Supplied text ▸
-- Opening Marker --
The pair started working together after Vermont Sen. Bernie Sanders dropped out of the presidential race in April 2020 when Khanna, a former Sanders campaign co-chairman, joined unity task forces to negotiate with then-candidate Joe Biden over what could be adopted from Sanders’ platform, which ultimately won over progressives to help deliver Biden the White House.
These relationships, said Khanna, helped the Biden administration when passing their first priority, a Covid relief package, even if the package did not include some key progressive priorities like a $15 minimum wage.
“I think that that first push with the American Rescue Plan bought a lot of goodwill because it was packed with progressive ideas and progressive framing,” Progressive Caucus Chairwoman Rep. Pramila Jayapal, a Washington Democrat, told Appradab.
Ocasio-Cortez echoed that sentiment — “I think a lot of people thought the Covid bill was going to be worse, I’ll be honest,” she said — but the progressive champion added that there were serious conversations about the caucus withholding their votes when a minimum wage hike was stripped from the overall package.
Ocasio-Cortez said the saga highlighted how progressives in the House are focused on “fights that we can win,” an acknowledgment that overcoming the eight Democratic votes in the Senate opposed to a minimum wage was too high a bar for the caucus to defeat. But Ocasio-Cortez said she did seriously consider withholding her vote when Republicans tried to cut stimulus checks and change the threshold income that made individuals eligible, a fight in which progressives came out on top.
Progressives also argued that there was too much in the Covid relief package to hold up over the minimum wage fight.
“We didn’t get the minimum wage, and we hated that,” freshman progressive Rep. Jamaal Bowman told Appradab. “We were organizing to potentially withhold then we decided not to because we needed to get resources into states.”
-- Closing Marker --
Information given ▸
-- Opening Marker --
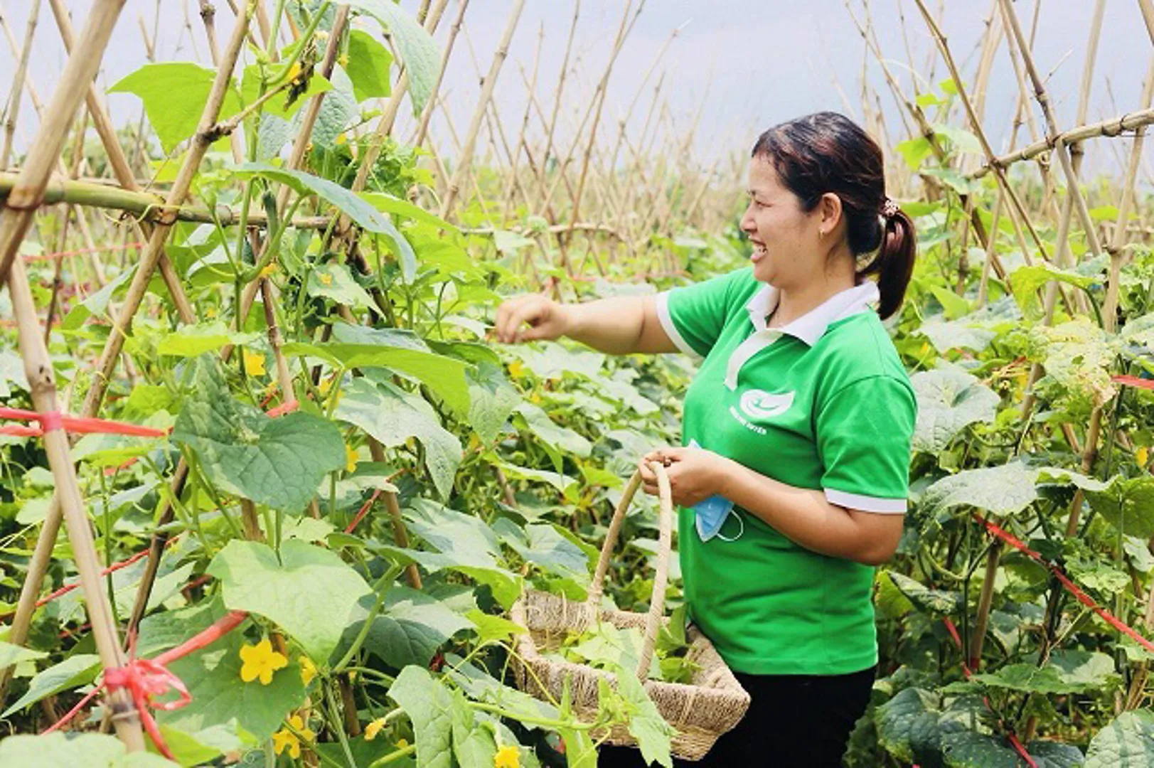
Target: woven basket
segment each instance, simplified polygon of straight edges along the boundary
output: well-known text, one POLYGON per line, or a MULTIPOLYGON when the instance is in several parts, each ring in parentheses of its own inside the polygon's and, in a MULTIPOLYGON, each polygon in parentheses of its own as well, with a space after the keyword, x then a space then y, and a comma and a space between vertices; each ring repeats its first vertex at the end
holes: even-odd
MULTIPOLYGON (((605 574, 609 568, 609 556, 621 531, 625 509, 632 501, 640 485, 640 471, 634 474, 621 497, 621 502, 613 513, 613 522, 601 547, 601 557, 597 562, 597 573, 589 590, 589 599, 577 603, 557 595, 537 590, 526 590, 525 595, 514 603, 510 618, 529 629, 527 634, 517 635, 516 654, 512 659, 517 687, 526 693, 546 700, 560 701, 562 686, 569 680, 569 691, 574 711, 585 722, 591 722, 597 711, 598 680, 604 678, 616 686, 613 672, 594 669, 584 664, 574 664, 557 658, 546 658, 541 654, 556 650, 565 636, 572 632, 582 632, 600 618, 617 627, 644 627, 645 642, 642 647, 637 677, 644 684, 645 692, 657 704, 657 709, 669 725, 676 730, 673 738, 673 754, 684 760, 700 760, 713 746, 718 737, 732 729, 744 716, 749 708, 749 694, 741 687, 713 643, 696 627, 690 626, 687 640, 690 643, 687 658, 699 666, 690 684, 662 683, 647 680, 645 671, 653 657, 653 646, 657 642, 658 629, 665 612, 665 588, 669 573, 669 550, 673 538, 673 501, 669 491, 669 479, 665 468, 659 463, 650 467, 657 474, 660 492, 660 538, 658 546, 657 576, 653 580, 653 597, 649 613, 631 613, 599 609, 605 574), (546 695, 548 693, 548 696, 546 695)), ((600 738, 601 733, 592 733, 600 738)), ((616 725, 609 732, 607 741, 621 746, 636 746, 636 740, 624 725, 616 725)))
-- Closing Marker --
List of tasks ▸
• a. Based on the text on progressives and the Covid relief package, does each statement agree with it? Answer yes or no for each, and quote the words that decide it. (i) Khanna had once co-chaired the Sanders campaign. (ii) The Covid relief package included a $15 minimum wage. (iii) Republicans won the fight over the stimulus check income threshold.
• b. In the text on progressives and the Covid relief package, rewrite the paragraph beginning "Ocasio-Cortez said the saga" as a short list that keeps its main facts.
• c. Reproduce the part of the text on progressives and the Covid relief package starting at "The pair started" and ending at "a $15 minimum wage.".
Use only the text on progressives and the Covid relief package, not the records.

Task-by-task solutions ▸
• a.
(i) Yes: "Khanna, a former Sanders campaign co-chairman"
(ii) No: "even if the package did not include some key progressive priorities like a $15 minimum wage"
(iii) No: "a fight in which progressives came out on top"

• b.
- Ocasio-Cortez said the episode showed that House progressives focus on "fights that we can win."
- She acknowledged that eight Democratic senators opposed a minimum wage, which was too high a bar for the caucus to overcome.
- She seriously considered withholding her vote when Republicans tried to cut stimulus checks and change the income threshold for eligibility.
- Progressives won that fight.

• c.
The pair started working together after Vermont Sen. Bernie Sanders dropped out of the presidential race in April 2020 when Khanna, a former Sanders campaign co-chairman, joined unity task forces to negotiate with then-candidate Joe Biden over what could be adopted from Sanders’ platform, which ultimately won over progressives to help deliver Biden the White House.
These relationships, said Khanna, helped the Biden administration when passing their first priority, a Covid relief package, even if the package did not include some key progressive priorities like a $15 minimum wage.